GIVEN EXERCISE: Print the entries below word for word, changing nothing in any of them.

Entries from a point annotation set

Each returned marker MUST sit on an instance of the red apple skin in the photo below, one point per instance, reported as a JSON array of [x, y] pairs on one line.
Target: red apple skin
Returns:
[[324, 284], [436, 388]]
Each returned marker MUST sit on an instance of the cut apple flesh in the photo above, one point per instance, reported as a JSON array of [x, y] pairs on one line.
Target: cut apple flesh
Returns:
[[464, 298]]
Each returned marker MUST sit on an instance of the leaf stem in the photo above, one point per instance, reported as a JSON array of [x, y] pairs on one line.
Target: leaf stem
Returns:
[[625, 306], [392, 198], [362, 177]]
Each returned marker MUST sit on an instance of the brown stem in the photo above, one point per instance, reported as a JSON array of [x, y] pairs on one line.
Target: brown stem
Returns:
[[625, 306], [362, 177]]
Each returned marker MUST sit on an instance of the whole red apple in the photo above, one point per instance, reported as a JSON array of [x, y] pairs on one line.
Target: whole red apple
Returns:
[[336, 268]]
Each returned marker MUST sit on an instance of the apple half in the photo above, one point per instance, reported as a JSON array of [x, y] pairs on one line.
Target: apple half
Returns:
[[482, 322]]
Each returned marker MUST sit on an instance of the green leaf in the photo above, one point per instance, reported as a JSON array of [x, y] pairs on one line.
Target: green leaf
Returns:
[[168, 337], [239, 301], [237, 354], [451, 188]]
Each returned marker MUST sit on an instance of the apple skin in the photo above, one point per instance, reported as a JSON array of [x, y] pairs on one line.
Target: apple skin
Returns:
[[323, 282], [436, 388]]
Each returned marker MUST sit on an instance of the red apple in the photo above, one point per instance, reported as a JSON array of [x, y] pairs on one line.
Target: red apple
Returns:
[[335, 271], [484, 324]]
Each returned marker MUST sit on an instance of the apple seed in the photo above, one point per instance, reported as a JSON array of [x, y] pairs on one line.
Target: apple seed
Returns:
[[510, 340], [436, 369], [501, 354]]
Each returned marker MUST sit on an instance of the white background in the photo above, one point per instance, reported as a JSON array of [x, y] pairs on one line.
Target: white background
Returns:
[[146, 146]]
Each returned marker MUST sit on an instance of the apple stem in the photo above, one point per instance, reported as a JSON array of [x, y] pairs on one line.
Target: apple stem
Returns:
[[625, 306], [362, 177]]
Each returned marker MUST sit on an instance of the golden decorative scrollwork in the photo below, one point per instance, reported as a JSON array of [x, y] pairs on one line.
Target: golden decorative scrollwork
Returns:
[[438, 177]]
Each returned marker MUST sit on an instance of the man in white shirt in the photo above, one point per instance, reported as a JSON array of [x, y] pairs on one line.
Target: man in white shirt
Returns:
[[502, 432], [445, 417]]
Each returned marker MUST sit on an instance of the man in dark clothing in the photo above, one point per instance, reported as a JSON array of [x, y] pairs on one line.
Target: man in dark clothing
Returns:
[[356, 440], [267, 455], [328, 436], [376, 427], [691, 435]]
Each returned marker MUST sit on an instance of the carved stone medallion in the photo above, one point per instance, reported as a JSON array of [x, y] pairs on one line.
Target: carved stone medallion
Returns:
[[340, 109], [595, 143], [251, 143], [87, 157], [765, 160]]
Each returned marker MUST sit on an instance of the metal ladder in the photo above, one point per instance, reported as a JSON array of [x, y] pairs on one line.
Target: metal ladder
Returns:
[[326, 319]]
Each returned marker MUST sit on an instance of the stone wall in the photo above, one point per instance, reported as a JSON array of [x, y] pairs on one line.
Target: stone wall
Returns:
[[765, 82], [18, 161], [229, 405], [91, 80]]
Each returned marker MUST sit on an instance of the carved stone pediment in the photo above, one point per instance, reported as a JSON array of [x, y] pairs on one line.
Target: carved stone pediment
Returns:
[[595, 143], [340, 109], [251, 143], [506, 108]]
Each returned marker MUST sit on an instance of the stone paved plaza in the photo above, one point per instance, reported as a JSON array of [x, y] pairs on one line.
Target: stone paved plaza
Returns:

COMPLETE ANSWER:
Each returned marker MUST sit on an instance of the red apple skin in the photo below, one point per instance, reported as a JSON array of [x, y] pairs on one line.
Target: red apple skin
Returns:
[[324, 284], [436, 388]]
Each returned marker MUST sit on an instance of the cut apple flesh in the photo above, one point per instance, reported as a JSON array of [x, y] pairs on one line.
Target: cut apple flesh
Returns:
[[464, 298]]
Each returned marker MUST sit on an instance of the leaf stem in the photo above, one point per instance, reported as a JSON array of [x, y] pairs on one line.
Target: leaf stem
Returns:
[[625, 306], [392, 198], [362, 177]]
Each returned marker MUST sit on an instance of the brown stem in the photo above, one point per instance, reported as a JSON array of [x, y] pairs on one line.
Target: brown stem
Returns:
[[625, 306], [362, 177]]
Each returned marker MUST sit on an instance of the whole red apple in the photo above, one point per instance, reported as a JSON array of [x, y] pairs on one line.
Target: whole red apple
Returns:
[[336, 268]]
Each returned marker MUST sit on an instance of the apple half in the photo above, one point per instance, reported as a JSON array of [x, y] pairs on one line.
Target: apple half
Returns:
[[482, 322]]
Each returned marker MUST sit on an instance of the green leaf in the photo above, one point per instance, reported as a JSON array of [x, y] pairs on one line.
Target: green leaf
Returns:
[[168, 337], [239, 301], [237, 354], [451, 188]]
Each returned marker MUST sit on an instance of the apple skin in the photo above, one point per instance, reported as a JSON array of [x, y] pairs on one line.
Target: apple skin
Returns:
[[323, 282], [436, 388]]
Each returned marker MUST sit on an instance of the red apple in the photo above, one point per instance, reported as a JSON array of [x, y] pairs on one line.
Target: red apple
Returns:
[[335, 271], [484, 324]]
Each returned marker MUST sit on an instance of the apple seed in the photo above, one point per instance, reported as a JSON array of [x, y] pairs on one line.
Target: apple seed
Returns:
[[510, 340], [436, 369], [501, 354]]
Each returned marker MUST sit on an instance of the white background in the photo above, one point per instance, reported as a JSON array of [x, y] pairs on one line.
Target: white background
Returns:
[[146, 146]]
Each returned marker MUST sit on an instance of the apple stem in the photo above, one point per instance, reported as a JSON array of [x, y] pairs on one line.
Target: apple stem
Returns:
[[625, 306], [362, 177]]
Each returned marker MUST sit on an instance of the golden decorative scrollwork in the photo below, one point per instance, reported as a JSON array of [x, y] pairs on one line.
Target: golden decorative scrollwork
Returns:
[[438, 177]]
Each returned marker MUST sit on an instance of the man in white shirt in the photo above, one point per instance, reported as a JSON array of [x, y] pairs on one line.
Target: man in white shirt
Returns:
[[502, 432], [445, 417]]
Each returned marker MUST sit on an instance of the man in dark clothing in the photo above, one point per instance, reported as a JSON array of [x, y] pairs on one line.
Target: man in dark clothing
Returns:
[[356, 440], [267, 455], [328, 436], [376, 427], [691, 435]]
Each returned marker MUST sit on an instance of the carved stone medallion in the photo above, one point per instance, reported as a JSON array of [x, y] pairs on one line.
Target: carved stone medallion
Returns:
[[340, 109], [595, 143], [251, 143], [87, 157], [765, 160]]
Each returned marker MUST sit on an instance of the metal ladder in the photo above, one point per instance, reported as a JSON array of [x, y] pairs on one line.
Target: metal ladder
Returns:
[[326, 319]]
Each returned marker MUST sit on an instance of the stone wall in the photo above, one point per instance, reported as a JSON array of [x, y] pairs on one line.
Target: stone wall
Returns:
[[765, 82], [18, 161], [229, 405], [91, 80]]
Each returned marker MUST sit on an instance of the carved stone pediment in the photo above, one point per instance, reported as a JSON array of [x, y] pairs on one line.
Target: carved stone pediment
Returns:
[[595, 143], [340, 109], [251, 143], [506, 108]]
Each returned marker MUST sit on an instance of the stone paved plaza in the photo above, one point per instance, reported as a JSON array of [x, y] pairs on one line.
Target: stone paved plaza
Returns:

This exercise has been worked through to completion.